[Dataset excerpts]
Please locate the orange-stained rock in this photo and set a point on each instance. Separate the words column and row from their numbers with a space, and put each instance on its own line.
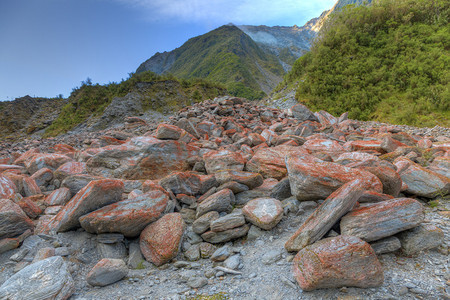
column 70, row 168
column 31, row 209
column 375, row 221
column 313, row 179
column 7, row 187
column 13, row 221
column 128, row 217
column 323, row 145
column 168, row 132
column 50, row 161
column 364, row 146
column 270, row 162
column 95, row 195
column 223, row 160
column 59, row 197
column 142, row 158
column 265, row 213
column 160, row 240
column 421, row 181
column 337, row 262
column 326, row 215
column 30, row 187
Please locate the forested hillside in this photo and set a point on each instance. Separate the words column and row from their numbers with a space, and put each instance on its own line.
column 387, row 61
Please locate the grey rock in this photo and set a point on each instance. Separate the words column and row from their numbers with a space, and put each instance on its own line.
column 386, row 245
column 107, row 271
column 271, row 256
column 202, row 223
column 372, row 222
column 45, row 279
column 232, row 262
column 423, row 237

ASSIGNED TASK: Word for word, restate all of the data, but do not copy the pictures.

WRITTEN SOLUTION:
Please locate the orange-stained rock in this photo and set a point on each instance. Separate the words column and row from their numbers with a space, and put each instance on its own line.
column 70, row 168
column 31, row 209
column 375, row 221
column 313, row 179
column 7, row 187
column 13, row 221
column 128, row 217
column 323, row 145
column 168, row 132
column 50, row 161
column 364, row 146
column 270, row 162
column 95, row 195
column 223, row 160
column 59, row 197
column 142, row 158
column 265, row 213
column 160, row 240
column 421, row 181
column 337, row 262
column 326, row 215
column 30, row 187
Please locate the forested hillside in this photo and set a point on each instance. Separate the words column and row from their numbers with a space, and put each instance on its own line.
column 387, row 61
Please locate the grey rock in this photo and set a point on each instance. Separate the words column and row from their numbers with a space, and put each instance on its own line.
column 386, row 245
column 107, row 271
column 271, row 256
column 202, row 223
column 372, row 222
column 45, row 279
column 232, row 262
column 423, row 237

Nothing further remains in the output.